REQUIREMENT A:
Rewrite the stretch of the spaCy notebook from "# extract all" through "doc = model_eng(sentence_text)", replacing "sentence_text" with "joined_text".

══ QUOTED PASSAGE

# spaCy Performance on Named Entity Recognition with Code-Mixed Data

In this notebook we examine the multi-functional model spaCy's performances on named entity recognition (NER) tasks, when the data are multilingual. More specifically, we will be focusing on code-mixing (code-switched) data, where the vocabulary of two different languages are used interchangeably in one sentence.


In [8]:
import numpy as np
import pandas as pd
import itertools
import spacy

from tqdm import tqdm

import warnings

warnings.filterwarnings("ignore")

In [9]:
# read in file
file_path = "../data/train.conll"

# empty list to store DataFrames for each sentence
corpus = []

# read the CoNLL-U file line by line
with open(file_path, "r", encoding="utf-8") as file:
    lines = file.readlines()

    current_sentence = []
    columns = ["word", "lang", "entity_type"]
    for line in lines:
        if line.startswith("# sent_enum"):
            # if a new sentence begins, process the current one
            if current_sentence:
                df = pd.DataFrame(current_sentence, columns=columns)
                corpus.append(df)
                current_sentence = []
        else:
            # append each line to the current sentence
            current_sentence.append(line.strip().split("\t"))

# last sentence in the file
if current_sentence:
    df = pd.DataFrame(current_sentence, columns=columns)
    corpus.append(df)
# each sentence cann now be called by corpus[idx]

In [10]:
# load spaCy model for both L1 and L2
model_eng = spacy.load("en_core_web_sm")
model_spa = spacy.load("es_core_news_sm")

In [11]:
def tag_eng_sent(model_eng, corpus, sent_idx):
    """tag a sentence with English as L1
    return a dictionary with language tags, gold NE tags and spacy NER results"""
    sent_df = corpus[sent_idx][:-1]  # remove last row resulted by CoNLL-U seperator

    # extract all pre-processed tokens to a list
    gold_tokens = list(sent_df["word"])
    # regularize gold NER tags, save to list
    gold_tags = ["Yes" if tag != "O" else "O" for tag in list(sent_df["entity_type"])]
    # also save language tags
    gold_langs = list(sent_df["lang"])

    sentence_text = sent_df["word"].str.cat(sep=" ")
    doc = model_eng(sentence_text)
    nes = [i.text for i in doc.ents]
    # flat the nes tokens
    nes_tokens = [
        item for sublist in [item.split() for item in nes] for item in sublist
    ]

    if len(nes_tokens) == 0:  # check if spaCy found any NE
        spacy_tags = ["O"] * len(sent_df)
    else:
        spacy_tags = []  # list to store spaCy NER results
        for token in gold_tokens:
            if len(nes_tokens) != 0:
                if token in nes_tokens[0] or nes_tokens[0] in token:
                    spacy_tags.append("Yes")

════

REQUIREMENT B:
Scale the stretch of the records from their start through the line containing "33), (54, 32)]]" and give only those lines, requests included. Multiply every coordinate in the answers by 2.25 and round each result to a whole number, with halves rounded up.

══ EXERCISE DATA

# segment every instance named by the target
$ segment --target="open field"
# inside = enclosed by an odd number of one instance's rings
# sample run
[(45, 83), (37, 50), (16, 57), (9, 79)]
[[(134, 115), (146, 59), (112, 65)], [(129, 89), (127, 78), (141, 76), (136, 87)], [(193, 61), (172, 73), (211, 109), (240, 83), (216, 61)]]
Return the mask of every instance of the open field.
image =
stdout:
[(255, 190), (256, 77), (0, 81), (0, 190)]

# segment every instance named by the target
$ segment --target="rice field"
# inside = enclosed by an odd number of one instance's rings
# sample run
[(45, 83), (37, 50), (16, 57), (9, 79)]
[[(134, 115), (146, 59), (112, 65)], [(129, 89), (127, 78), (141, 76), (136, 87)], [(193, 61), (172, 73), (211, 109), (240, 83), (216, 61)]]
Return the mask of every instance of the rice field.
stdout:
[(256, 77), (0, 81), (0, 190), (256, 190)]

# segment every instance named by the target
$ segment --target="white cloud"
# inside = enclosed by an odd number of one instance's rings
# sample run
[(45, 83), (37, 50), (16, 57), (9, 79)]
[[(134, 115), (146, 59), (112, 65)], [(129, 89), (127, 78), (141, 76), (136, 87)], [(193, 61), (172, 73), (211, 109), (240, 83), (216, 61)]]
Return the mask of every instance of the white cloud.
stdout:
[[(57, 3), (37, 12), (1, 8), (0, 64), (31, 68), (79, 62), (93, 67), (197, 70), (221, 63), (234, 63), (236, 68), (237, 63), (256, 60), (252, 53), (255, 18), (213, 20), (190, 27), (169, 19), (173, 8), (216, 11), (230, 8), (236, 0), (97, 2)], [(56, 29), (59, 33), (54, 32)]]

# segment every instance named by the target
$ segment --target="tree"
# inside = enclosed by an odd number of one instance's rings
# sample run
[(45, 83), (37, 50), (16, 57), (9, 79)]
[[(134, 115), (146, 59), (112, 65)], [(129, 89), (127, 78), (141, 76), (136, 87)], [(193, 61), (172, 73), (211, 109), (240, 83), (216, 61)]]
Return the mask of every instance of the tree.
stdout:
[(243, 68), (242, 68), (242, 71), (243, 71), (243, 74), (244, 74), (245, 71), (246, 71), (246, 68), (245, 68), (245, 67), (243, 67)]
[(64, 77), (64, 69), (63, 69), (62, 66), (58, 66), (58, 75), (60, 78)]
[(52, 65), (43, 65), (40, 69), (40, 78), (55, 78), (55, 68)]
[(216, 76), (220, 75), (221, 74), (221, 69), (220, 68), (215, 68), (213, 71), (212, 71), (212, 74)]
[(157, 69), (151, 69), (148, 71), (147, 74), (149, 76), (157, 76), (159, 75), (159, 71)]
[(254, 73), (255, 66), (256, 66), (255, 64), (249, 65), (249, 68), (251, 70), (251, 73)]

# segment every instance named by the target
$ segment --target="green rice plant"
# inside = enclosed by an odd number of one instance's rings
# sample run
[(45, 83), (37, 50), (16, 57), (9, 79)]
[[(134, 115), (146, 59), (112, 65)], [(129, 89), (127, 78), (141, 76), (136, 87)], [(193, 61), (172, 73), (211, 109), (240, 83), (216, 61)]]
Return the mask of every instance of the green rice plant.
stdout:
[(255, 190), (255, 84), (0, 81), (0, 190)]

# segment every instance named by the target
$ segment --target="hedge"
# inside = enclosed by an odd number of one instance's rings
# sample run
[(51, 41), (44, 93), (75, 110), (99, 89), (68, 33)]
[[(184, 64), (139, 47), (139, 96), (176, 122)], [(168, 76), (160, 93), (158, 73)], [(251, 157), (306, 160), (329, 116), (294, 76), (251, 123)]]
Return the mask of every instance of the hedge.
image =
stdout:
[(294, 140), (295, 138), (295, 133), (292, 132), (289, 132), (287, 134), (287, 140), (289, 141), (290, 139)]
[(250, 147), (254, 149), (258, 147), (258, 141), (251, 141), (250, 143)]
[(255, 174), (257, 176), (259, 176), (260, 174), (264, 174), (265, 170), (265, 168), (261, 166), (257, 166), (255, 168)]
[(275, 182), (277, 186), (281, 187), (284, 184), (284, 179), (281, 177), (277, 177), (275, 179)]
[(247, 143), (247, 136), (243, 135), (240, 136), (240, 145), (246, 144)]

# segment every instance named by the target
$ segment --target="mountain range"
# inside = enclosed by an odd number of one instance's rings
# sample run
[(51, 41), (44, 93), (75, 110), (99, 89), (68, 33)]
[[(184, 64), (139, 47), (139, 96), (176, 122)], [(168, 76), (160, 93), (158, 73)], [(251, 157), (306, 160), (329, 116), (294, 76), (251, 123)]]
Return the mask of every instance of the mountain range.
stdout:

════

EXERCISE SOLUTION A:
# extract all pre-processed tokens to a list
    gold_tokens = list(sent_df["word"])
    # regularize gold NER tags, save to list
    gold_tags = ["Yes" if tag != "O" else "O" for tag in list(sent_df["entity_type"])]
    # also save language tags
    gold_langs = list(sent_df["lang"])

    joined_text = sent_df["word"].str.cat(sep=" ")
    doc = model_eng(joined_text)

EXERCISE SOLUTION B:
# segment every instance named by the target
$ segment --target="open field"
# inside = enclosed by an odd number of one instance's rings
# sample run
[(45, 83), (37, 50), (16, 57), (9, 79)]
[[(134, 115), (146, 59), (112, 65)], [(129, 89), (127, 78), (141, 76), (136, 87)], [(193, 61), (172, 73), (211, 109), (240, 83), (216, 61)]]
Return the mask of every instance of the open field.
image =
stdout:
[(574, 428), (576, 173), (0, 182), (0, 428)]

# segment every instance named by the target
$ segment --target="rice field"
# inside = enclosed by an odd number of one instance's rings
# sample run
[(45, 83), (37, 50), (16, 57), (9, 79)]
[[(134, 115), (146, 59), (112, 65)], [(129, 89), (127, 78), (141, 76), (136, 87)], [(193, 61), (172, 73), (211, 109), (240, 83), (216, 61)]]
Return the mask of every instance of the rice field.
stdout:
[(576, 173), (0, 182), (0, 428), (576, 428)]

# segment every instance named by the target
$ segment --target="white cloud"
# inside = enclosed by an odd number of one instance's rings
# sample run
[(45, 83), (37, 50), (16, 57), (9, 79)]
[[(134, 115), (146, 59), (112, 65)], [(129, 89), (127, 78), (141, 76), (136, 87)], [(193, 61), (172, 73), (211, 109), (240, 83), (216, 61)]]
Return the mask of every instance of the white cloud.
stdout:
[[(128, 7), (83, 27), (2, 18), (0, 144), (70, 153), (178, 140), (209, 151), (443, 158), (497, 142), (527, 142), (531, 153), (533, 142), (576, 135), (567, 119), (574, 41), (479, 45), (428, 61), (380, 43), (389, 18), (486, 25), (518, 18), (531, 0), (218, 5)], [(126, 65), (133, 74), (122, 72)]]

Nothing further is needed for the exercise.